ABOUT THIS TASK:
All entries that follow are to be printed exactly as written.

Point localization data
↓

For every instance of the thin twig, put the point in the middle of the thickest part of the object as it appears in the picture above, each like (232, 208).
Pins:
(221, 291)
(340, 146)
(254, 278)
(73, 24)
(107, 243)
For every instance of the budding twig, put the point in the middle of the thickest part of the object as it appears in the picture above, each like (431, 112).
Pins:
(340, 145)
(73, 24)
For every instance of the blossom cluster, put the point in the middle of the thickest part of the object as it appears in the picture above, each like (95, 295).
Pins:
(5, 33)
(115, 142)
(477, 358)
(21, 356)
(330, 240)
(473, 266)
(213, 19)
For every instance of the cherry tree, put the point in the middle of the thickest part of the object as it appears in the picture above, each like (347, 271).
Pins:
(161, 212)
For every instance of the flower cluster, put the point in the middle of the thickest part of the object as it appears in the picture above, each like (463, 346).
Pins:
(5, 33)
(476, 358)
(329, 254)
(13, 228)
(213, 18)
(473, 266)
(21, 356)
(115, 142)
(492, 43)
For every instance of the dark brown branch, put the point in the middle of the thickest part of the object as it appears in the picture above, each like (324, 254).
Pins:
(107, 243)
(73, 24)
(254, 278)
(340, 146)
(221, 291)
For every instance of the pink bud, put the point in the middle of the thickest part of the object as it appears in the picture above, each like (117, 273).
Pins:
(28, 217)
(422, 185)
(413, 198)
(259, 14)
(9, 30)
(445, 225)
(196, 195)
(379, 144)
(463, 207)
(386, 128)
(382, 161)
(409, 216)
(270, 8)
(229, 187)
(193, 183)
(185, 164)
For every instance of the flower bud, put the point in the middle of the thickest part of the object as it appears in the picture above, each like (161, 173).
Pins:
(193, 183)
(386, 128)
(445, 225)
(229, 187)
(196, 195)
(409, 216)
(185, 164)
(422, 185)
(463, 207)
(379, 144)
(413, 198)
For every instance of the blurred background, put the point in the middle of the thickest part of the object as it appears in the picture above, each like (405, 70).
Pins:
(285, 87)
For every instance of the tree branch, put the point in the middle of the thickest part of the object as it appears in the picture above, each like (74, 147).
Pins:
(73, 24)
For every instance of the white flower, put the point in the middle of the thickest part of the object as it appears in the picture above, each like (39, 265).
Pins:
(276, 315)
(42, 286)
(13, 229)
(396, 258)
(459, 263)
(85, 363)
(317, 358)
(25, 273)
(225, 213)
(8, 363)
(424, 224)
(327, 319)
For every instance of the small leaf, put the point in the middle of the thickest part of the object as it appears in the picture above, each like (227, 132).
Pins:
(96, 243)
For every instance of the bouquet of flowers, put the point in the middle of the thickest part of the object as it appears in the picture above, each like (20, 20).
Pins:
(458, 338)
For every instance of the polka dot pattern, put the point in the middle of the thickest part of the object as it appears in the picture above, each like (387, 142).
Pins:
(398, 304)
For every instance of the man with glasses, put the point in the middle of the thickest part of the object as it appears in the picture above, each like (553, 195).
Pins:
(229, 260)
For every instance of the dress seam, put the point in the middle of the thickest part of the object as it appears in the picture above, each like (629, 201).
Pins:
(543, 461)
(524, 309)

↑

EXERCISE SOLUTION:
For every instance of the thin twig, put the point in the middle of the thickest part of the object as it appears in the picture above, each like (232, 208).
Pins:
(221, 291)
(340, 146)
(254, 278)
(73, 24)
(107, 243)
For every instance of the budding twig, put the point in the middle of the thickest part of the object as it appears in the picture above, each like (431, 112).
Pins:
(340, 145)
(73, 24)
For every instance of the blossom cluster, put the point in the middle of the thickest part of the object as it appears in the picture above, each like (95, 295).
Pins:
(5, 33)
(115, 142)
(477, 358)
(21, 356)
(330, 240)
(473, 266)
(213, 19)
For every instance of the cherry tree, put the point in the middle of the thickest part of the object as it appears in the picture above, each like (347, 271).
Pins:
(161, 212)
For every instance of the flower cluster, put the point in the middle of the thickest part of the object as it appears in the picture above, each like (463, 346).
Pins:
(5, 33)
(476, 358)
(329, 254)
(13, 228)
(213, 18)
(473, 266)
(21, 356)
(115, 142)
(492, 43)
For every instance of the dark brown branch, put the point in the middle of the thickest part of the object as it appears in the picture above, each like (324, 254).
Pins:
(107, 243)
(73, 24)
(254, 278)
(340, 146)
(221, 291)
For every instance of the pink bud, put the point in the middle of the thickest part of the object as it appears in the picture above, each like (117, 273).
Pins:
(28, 217)
(422, 185)
(413, 198)
(259, 14)
(9, 30)
(445, 225)
(196, 195)
(379, 144)
(463, 207)
(386, 128)
(382, 161)
(409, 216)
(270, 8)
(229, 187)
(193, 183)
(185, 164)
For every instance of the flower bud, put the point in the middle of the thickest part of the object as it appears in the picture above, each like (161, 173).
Pins:
(193, 183)
(386, 128)
(445, 225)
(229, 187)
(196, 195)
(409, 216)
(185, 164)
(422, 185)
(463, 207)
(379, 144)
(413, 198)
For every instance of the blurred background, put the point in the middle of the thickest part of the object as it appears in the picture above, each like (405, 70).
Pins:
(285, 87)
For every instance of the tree branch, put the point in the middle of the thickest part of the object as it appears in the picture above, each like (74, 147).
Pins:
(73, 24)
For every instance of the white flower, put the point in the middle of the thickest part of the object as it appears in the picture above, each like (39, 265).
Pins:
(276, 315)
(42, 286)
(13, 229)
(396, 258)
(459, 263)
(85, 363)
(317, 358)
(25, 273)
(225, 213)
(8, 363)
(424, 224)
(327, 319)
For every instance of the small leaf, put the point in the middle of the thickest part of the object as it appears in the picture above, each like (227, 132).
Pins:
(96, 243)
For every instance of the bouquet of flowers, put the point in the middle of the thickest part of the object as it appears in the picture above, each like (20, 20).
Pins:
(458, 338)
For every instance of the polka dot pattern, put the point in the middle of the thickest part of the object as it appears in the picture above, each like (387, 142).
Pins:
(398, 304)
For every instance of the man with glasses, put the point in the middle of the thickest part of the object as it appears in the picture above, each like (553, 195).
Pins:
(229, 260)
For every instance of the dress seam, put the point in the middle of the thickest part of the object as it appears in the picture above, each like (629, 201).
Pins:
(543, 461)
(524, 309)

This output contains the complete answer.